#### [INSTRUCTIONS FOR THE TASK]
Reproduce the entries below in full, swapping every instance of "round dial gauge" for "circular dial gauge" and leaving all other text unchanged.

#### [Raw records]
· · ·

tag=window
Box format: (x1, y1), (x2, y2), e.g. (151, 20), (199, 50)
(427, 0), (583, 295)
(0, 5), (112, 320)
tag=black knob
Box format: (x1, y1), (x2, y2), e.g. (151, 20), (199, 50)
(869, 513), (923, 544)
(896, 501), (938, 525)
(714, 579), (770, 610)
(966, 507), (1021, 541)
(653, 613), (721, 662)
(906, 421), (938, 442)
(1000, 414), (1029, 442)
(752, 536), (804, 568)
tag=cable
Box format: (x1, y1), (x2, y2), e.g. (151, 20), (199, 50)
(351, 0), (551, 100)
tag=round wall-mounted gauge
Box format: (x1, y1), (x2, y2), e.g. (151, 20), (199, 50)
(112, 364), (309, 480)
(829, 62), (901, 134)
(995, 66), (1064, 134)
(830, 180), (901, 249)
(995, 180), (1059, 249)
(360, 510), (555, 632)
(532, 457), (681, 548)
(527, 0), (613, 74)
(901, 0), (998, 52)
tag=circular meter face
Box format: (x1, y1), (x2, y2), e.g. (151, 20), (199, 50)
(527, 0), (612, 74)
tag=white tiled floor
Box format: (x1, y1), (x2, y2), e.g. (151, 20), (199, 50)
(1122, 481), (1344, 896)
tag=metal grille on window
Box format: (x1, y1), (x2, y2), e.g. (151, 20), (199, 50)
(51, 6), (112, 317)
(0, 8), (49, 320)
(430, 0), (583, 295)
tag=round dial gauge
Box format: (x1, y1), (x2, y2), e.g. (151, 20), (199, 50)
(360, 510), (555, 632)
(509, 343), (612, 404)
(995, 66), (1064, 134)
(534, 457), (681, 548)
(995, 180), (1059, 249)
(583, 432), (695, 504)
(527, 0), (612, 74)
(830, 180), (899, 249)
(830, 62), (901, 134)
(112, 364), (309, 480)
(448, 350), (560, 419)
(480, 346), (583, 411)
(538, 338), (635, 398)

· · ·

#### [SOLUTION]
tag=window
Box format: (x1, y1), (x2, y2), e.g. (151, 20), (199, 50)
(427, 0), (583, 295)
(0, 5), (112, 320)
tag=black knob
Box format: (x1, y1), (x2, y2), e.g. (151, 20), (199, 50)
(869, 513), (923, 544)
(896, 501), (938, 525)
(714, 579), (770, 610)
(966, 507), (1021, 541)
(653, 613), (721, 662)
(906, 421), (938, 442)
(1000, 414), (1029, 442)
(752, 536), (804, 568)
tag=cable
Box format: (x1, y1), (x2, y2), e.g. (151, 20), (199, 50)
(351, 0), (551, 100)
tag=round wall-mounted gauge
Box format: (x1, y1), (x2, y2), e.g. (151, 20), (199, 50)
(112, 364), (309, 480)
(829, 62), (901, 134)
(995, 66), (1064, 134)
(830, 180), (901, 249)
(995, 180), (1059, 249)
(360, 510), (555, 632)
(532, 457), (681, 548)
(527, 0), (613, 74)
(901, 0), (998, 52)
tag=circular meter face
Box format: (x1, y1), (x2, y2), e.g. (151, 20), (199, 50)
(527, 0), (612, 74)
tag=white tiled floor
Box format: (x1, y1), (x2, y2), e.g. (151, 20), (199, 50)
(1122, 481), (1344, 896)
tag=metal grille on window
Box format: (x1, y1), (x2, y2), e.g. (151, 20), (199, 50)
(51, 6), (112, 317)
(0, 8), (49, 320)
(430, 0), (583, 295)
tag=circular dial gauge
Box format: (x1, y1), (x2, y2), e.g. (151, 20), (199, 50)
(360, 510), (555, 632)
(509, 343), (612, 404)
(995, 66), (1064, 134)
(534, 457), (681, 548)
(995, 180), (1059, 249)
(583, 432), (695, 504)
(527, 0), (612, 74)
(830, 180), (899, 249)
(830, 62), (901, 134)
(112, 364), (309, 480)
(448, 350), (560, 419)
(480, 346), (583, 411)
(538, 338), (635, 398)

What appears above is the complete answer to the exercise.